Independence certainly is an important feature of the transition. Not just financial or spatial independence, but of the mind as well. Accepting responsibility, making decisions that impact others. This heady stage in development is a great one for writers, combining worldliness and impulsiveness. Good books are largely about transformative change and the realization of undiscovered truths. We sometimes call this "growing up." 

For a lot of people, this period occurs around college. That's mostly true for me. I think it could be useful to arm yourself with books that speak to this stage. Not to be prepared per se, but to help with thinking through these issues. Most of these stories take place outside the university, but this makes sense since life provides much more useful lessons than textbooks.


The Tin Drum 

by Günter Grass


Growth, or lack thereof, is the prominent theme in this bizarre tale. The setting is the town of Danzig, Germany, in and around World War II. When, at the age of 1, Oskar Matzerath overhears his father's dream of having the boy take over the family business, he decides to not grow up. Instead, Oskar maintains the appearance and outward mannerisms of a 3-year old. While everyone in Danzig thinks him to be an unfortunate oddity, he secretly finds ways to infiltrate the adult world through his glass-breaking voice and virtuoso capabilities on the snare drum (he can imitate sounds such as rain, or bring forth long-forgotten memories).

PROBLEMS:
1. In the coming-of-age reading list, why does the writer consider it sensible that most of the recommended stories take place outside the university?
2. Pick up the coming-of-age reading list after its last sentence and continue it.

EXTRACTED INFORMATION:
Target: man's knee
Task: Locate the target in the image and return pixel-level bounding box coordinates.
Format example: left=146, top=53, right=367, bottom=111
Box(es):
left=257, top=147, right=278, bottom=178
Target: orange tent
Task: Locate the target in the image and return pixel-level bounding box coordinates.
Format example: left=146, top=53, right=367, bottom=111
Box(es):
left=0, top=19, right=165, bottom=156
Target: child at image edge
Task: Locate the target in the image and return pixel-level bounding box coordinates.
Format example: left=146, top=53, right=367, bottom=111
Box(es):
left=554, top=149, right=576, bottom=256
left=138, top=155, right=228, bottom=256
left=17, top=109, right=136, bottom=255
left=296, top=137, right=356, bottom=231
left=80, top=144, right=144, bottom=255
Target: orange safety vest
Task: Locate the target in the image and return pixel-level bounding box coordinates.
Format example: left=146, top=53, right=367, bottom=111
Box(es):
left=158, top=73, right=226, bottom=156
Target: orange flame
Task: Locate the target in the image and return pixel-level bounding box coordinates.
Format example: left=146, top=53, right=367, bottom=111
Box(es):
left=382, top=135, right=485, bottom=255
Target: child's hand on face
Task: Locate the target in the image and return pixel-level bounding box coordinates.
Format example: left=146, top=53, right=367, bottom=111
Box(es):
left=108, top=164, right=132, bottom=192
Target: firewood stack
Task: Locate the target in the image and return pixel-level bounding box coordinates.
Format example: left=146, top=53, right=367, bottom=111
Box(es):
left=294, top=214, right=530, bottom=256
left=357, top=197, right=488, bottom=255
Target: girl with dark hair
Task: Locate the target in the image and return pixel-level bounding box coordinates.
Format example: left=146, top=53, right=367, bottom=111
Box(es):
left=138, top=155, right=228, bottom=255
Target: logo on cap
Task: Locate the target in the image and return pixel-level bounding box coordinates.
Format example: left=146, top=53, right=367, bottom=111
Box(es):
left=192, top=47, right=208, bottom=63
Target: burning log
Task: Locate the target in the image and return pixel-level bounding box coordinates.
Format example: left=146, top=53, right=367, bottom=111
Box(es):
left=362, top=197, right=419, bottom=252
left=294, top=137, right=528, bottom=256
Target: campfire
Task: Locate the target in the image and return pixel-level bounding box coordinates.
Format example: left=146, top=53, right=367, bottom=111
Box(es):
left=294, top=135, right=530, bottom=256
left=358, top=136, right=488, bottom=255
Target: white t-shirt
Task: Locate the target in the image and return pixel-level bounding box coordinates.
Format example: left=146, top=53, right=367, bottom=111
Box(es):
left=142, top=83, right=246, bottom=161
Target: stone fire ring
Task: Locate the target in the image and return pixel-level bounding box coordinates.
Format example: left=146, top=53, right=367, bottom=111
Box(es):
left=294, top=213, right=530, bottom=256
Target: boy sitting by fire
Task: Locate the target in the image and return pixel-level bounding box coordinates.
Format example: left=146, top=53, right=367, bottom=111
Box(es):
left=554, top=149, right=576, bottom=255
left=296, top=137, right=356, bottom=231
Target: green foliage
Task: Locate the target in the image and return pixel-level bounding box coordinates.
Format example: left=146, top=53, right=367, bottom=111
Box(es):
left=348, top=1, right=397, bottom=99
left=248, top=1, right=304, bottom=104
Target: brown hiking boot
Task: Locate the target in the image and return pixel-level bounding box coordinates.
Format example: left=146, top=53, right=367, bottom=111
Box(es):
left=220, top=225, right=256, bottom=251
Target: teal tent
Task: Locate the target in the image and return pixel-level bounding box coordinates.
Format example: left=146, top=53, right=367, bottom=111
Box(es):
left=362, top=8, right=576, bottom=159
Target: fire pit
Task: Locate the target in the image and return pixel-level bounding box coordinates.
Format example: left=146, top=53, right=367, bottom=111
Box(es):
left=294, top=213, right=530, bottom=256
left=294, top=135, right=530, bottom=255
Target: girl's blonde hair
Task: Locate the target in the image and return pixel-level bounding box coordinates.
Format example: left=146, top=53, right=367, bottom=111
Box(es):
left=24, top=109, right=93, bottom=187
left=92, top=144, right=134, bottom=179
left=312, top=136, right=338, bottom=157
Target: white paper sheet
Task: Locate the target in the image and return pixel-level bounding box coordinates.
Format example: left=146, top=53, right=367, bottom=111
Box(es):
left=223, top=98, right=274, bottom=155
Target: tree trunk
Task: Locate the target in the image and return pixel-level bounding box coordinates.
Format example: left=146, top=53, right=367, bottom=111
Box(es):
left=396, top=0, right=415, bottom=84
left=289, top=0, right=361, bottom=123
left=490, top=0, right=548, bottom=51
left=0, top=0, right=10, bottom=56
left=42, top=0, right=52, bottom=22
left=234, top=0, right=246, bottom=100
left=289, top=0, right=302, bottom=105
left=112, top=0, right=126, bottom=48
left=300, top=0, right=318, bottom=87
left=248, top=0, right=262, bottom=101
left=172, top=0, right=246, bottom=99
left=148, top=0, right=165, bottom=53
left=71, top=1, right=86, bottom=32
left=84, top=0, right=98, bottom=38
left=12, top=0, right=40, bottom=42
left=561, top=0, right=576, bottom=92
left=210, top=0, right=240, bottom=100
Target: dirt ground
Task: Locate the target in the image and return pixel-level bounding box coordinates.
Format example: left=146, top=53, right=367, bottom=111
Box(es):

ANSWER LIST:
1. The writer considers it sensible because life provides much more useful lessons than textbooks.

2.
Forget all the talk about lessons for a sec. This is one of the richest books I've ever read and worth reading for its sheer creative power. But if you must learn something, Grass' clever adult-stays-young inversion of the typical coming of age story says a lot about lost childhood. Ultimately, Oskar is brilliant but socially stunted (the ever-present growth metaphor). 



Kafka on

the Shore 

by Haruki        Murakami


I read this book by Japanese-born, West-obsessed Murakami as I flew back to America after two years in Japan. I don't know what this reading-and-travel order means, but it seemed significant. And so did this book. But that's probably because I was thinking a lot about personal change on the flight back. And so is the narrator Kafka. This preternaturally mature 15-year-old is running away from his unloving father in search of his mother and sister and ... something else. 

Like all Murakami, this is of the "magic realism" genre. There's a man who talks to cats, a shape-shifting figure who takes the form of product mascots, and an alternate reality where lost souls rest. Highly introspective, funny at times, creative, this is truly a book for the college-bound, becoming-self-aware crowd.



The Sot-Weed Factor 

by John Barth


Mirth, bawd, and philosophie describe this post-modern yarn set in colonial times. Ebenezer Cooke, a home-schooled youth from England, sets sail to become the poet laureate of Maryland. Despite dogged attempts to preserve his purity and innocence through pen and wit, Ebenezer is abused throughout Sot-Weed and constantly reminded of the perfidious truth about human nature. 

Barth constructed a brilliant plot that has a laugh a page. Its re-creation of the vocabulary and cadences of the time is quite impressive. Best of all is the way naïve Ebenezer is thrown into ribald, smutty America and the hilarious situations which ensue. It will open the eyes of the optimist and entertain the pessimist.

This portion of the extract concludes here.